**What is required**
Each line below should be written out exactly, with none skipped.
★ ★ ★ ★ ★
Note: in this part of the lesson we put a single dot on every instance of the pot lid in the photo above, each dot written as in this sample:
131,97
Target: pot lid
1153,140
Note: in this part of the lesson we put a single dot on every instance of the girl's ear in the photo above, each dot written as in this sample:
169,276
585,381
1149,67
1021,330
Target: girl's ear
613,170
★ ★ ★ ★ ★
**Answer for the task**
Note: in this part of the lesson we put a single dot on every instance of the pot lid in the photo above, each dot written as in this sample:
131,97
Target: pot lid
1153,140
Note: in this part of the lesson we put a single dot on every instance of the girl's ear in the photo above, each dot written as in this sample:
169,276
585,381
1149,67
1021,330
Target: girl's ear
613,170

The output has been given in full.